O que você diz tem ressonância,
o que silencia tem um eco
de um jeito ou de outro político.
Até caminhando e cantando a canção
você dá passos políticos
sobre um solo político.
[...]

Não precisa nem mesmo ser gente
para ter significado político.
Basta ser petróleo bruto,
ração concentrada ou matéria reciclável.
Ou mesa de conferência cuja forma
se discutia por meses a fio:
deve-se arbitrar sobre a vida e a morte
numa mesa redonda ou quadrada.
Enquanto isso matavam-se os homens,
morriam os animais,
ardiam as casas,
ficavam ermos os campos,
como em épocas passadas
e menos políticas.

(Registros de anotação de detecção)
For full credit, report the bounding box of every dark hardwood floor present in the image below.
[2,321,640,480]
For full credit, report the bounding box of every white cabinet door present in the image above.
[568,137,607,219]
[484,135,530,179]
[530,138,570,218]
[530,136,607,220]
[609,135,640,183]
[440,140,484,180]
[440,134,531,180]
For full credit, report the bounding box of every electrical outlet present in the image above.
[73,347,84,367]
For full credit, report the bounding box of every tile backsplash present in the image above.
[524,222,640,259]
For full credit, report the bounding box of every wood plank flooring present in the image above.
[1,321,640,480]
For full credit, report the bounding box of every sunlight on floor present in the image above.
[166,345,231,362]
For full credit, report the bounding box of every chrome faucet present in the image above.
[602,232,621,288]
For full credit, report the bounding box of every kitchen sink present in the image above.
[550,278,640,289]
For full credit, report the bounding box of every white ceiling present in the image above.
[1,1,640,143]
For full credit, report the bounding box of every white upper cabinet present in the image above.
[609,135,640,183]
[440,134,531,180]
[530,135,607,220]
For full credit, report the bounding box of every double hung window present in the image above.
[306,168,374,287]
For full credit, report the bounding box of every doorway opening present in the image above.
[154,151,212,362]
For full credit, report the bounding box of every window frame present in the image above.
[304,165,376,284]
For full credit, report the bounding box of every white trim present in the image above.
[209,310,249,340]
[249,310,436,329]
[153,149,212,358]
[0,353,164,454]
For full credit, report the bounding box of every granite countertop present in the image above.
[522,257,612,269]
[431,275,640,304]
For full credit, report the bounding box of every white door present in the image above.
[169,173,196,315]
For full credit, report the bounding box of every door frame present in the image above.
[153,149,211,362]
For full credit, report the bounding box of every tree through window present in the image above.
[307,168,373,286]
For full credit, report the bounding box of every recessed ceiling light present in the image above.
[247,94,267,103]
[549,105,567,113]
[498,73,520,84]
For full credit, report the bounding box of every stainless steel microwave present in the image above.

TAREFA>
Copie sem alterações o trecho do poema sobre a política que começa em "Até caminhando e" e termina em "redonda ou quadrada.". O material não tem papel algum aqui.

RESULTADO ABAIXO>
Até caminhando e cantando a canção
você dá passos políticos
sobre um solo político.
[...]

Não precisa nem mesmo ser gente
para ter significado político.
Basta ser petróleo bruto,
ração concentrada ou matéria reciclável.
Ou mesa de conferência cuja forma
se discutia por meses a fio:
deve-se arbitrar sobre a vida e a morte
numa mesa redonda ou quadrada.